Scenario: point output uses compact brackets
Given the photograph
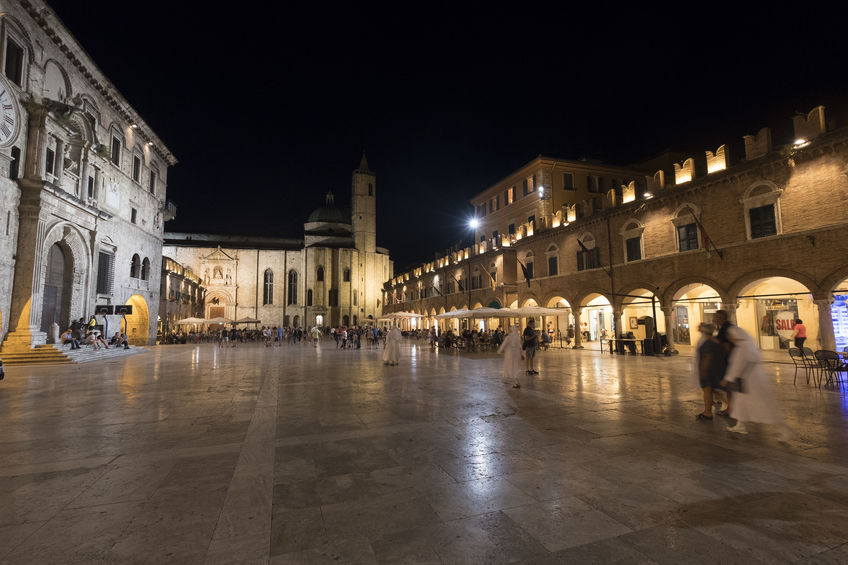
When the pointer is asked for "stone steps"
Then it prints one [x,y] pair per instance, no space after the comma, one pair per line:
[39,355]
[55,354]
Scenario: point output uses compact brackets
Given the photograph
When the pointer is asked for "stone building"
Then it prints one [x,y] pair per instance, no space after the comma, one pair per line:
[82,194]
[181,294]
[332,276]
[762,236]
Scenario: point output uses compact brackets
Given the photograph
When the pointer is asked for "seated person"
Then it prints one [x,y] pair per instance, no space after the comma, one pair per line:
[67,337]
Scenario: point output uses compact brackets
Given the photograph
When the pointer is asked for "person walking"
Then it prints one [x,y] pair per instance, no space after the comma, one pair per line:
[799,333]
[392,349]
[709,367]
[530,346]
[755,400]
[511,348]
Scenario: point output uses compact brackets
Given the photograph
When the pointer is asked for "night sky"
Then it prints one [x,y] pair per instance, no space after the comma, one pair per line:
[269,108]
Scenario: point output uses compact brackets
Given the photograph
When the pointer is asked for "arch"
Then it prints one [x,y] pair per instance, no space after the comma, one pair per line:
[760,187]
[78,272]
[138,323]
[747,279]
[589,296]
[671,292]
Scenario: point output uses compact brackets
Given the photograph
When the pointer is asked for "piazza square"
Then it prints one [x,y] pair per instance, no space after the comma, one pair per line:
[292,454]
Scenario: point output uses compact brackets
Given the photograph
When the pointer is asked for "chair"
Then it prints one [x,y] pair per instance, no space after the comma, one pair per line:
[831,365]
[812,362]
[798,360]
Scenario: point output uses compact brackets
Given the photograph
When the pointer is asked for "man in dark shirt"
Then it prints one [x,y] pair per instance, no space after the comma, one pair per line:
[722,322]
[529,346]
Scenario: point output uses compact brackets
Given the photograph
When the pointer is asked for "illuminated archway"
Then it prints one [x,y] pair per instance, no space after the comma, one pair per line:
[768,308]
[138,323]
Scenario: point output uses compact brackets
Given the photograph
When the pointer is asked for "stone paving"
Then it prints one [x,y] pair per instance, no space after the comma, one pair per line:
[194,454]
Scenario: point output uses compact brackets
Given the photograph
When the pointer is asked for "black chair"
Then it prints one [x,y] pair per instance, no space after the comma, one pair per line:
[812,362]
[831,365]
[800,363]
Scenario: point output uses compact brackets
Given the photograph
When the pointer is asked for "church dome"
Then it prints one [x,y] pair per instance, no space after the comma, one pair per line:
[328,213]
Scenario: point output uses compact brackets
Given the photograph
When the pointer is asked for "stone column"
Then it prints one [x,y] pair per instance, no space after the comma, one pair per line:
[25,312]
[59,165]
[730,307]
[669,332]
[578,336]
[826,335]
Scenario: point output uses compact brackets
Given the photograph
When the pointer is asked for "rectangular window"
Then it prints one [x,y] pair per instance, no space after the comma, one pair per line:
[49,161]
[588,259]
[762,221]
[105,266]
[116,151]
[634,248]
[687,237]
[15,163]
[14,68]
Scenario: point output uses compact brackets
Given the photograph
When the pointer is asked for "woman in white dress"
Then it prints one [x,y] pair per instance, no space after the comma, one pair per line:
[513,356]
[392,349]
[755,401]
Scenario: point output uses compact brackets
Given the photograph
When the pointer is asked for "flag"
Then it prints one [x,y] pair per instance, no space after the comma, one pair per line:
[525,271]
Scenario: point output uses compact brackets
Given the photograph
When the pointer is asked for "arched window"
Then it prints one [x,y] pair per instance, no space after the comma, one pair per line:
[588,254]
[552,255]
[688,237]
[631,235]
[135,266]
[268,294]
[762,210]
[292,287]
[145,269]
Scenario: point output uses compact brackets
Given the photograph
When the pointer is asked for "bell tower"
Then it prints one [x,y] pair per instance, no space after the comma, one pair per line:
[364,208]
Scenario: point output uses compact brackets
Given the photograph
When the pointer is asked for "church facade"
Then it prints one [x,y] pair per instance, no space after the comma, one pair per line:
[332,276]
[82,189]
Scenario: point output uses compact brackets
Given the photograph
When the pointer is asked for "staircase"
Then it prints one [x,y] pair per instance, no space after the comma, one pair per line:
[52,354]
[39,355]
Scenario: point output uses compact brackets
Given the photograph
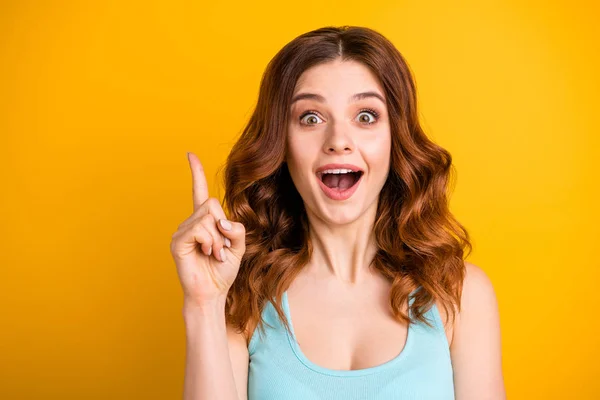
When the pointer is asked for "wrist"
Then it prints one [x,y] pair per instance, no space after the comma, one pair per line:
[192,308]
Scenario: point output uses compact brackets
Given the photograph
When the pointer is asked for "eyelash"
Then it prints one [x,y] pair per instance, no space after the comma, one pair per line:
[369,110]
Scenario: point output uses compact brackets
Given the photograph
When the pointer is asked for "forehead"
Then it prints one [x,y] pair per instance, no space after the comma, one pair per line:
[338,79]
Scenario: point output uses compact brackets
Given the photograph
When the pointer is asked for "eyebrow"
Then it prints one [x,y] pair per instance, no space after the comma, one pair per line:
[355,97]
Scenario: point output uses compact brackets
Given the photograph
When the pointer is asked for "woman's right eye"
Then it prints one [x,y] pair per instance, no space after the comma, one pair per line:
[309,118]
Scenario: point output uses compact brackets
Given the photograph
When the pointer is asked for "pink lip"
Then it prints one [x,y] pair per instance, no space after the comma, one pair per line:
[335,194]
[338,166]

-*-

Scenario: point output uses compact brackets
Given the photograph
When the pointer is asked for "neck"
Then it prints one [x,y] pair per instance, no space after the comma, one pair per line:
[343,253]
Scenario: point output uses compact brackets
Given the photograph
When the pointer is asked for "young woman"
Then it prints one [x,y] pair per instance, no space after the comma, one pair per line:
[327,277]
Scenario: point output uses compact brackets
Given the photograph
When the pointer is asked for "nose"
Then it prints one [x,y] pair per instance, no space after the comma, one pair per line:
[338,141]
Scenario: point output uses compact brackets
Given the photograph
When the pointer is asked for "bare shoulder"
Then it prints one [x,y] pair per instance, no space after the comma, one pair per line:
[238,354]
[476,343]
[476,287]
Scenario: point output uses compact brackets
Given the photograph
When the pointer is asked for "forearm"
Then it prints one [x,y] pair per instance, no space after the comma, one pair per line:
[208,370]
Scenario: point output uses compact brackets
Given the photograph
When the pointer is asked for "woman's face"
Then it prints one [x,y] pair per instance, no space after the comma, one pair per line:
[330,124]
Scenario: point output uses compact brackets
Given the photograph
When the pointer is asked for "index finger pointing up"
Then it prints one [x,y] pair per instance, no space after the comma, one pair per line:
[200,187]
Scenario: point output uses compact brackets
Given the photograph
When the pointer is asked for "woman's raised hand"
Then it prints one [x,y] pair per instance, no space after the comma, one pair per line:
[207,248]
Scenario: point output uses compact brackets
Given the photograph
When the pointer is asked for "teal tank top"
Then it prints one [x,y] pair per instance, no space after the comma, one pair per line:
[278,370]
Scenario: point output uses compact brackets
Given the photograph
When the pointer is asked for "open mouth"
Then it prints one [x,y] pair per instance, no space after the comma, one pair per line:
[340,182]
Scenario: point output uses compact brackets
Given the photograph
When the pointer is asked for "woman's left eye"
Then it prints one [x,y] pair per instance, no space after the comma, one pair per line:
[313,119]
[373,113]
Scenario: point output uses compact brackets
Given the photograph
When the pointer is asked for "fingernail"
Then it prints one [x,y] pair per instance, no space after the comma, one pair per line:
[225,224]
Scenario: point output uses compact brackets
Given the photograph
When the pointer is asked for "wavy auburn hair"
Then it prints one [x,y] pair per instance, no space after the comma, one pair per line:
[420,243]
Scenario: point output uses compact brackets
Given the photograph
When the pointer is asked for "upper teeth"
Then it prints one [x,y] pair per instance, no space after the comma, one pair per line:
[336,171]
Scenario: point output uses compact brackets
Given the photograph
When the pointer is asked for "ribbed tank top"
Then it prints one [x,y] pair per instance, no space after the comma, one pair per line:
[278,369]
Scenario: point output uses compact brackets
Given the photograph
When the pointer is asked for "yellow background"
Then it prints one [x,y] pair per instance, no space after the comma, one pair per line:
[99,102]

-*-

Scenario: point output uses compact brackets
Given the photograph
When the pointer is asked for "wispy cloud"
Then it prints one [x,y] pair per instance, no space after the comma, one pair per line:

-*-

Exercise directions:
How many of the lines above include the word "window"? Give that number without comment.

Result for this task:
2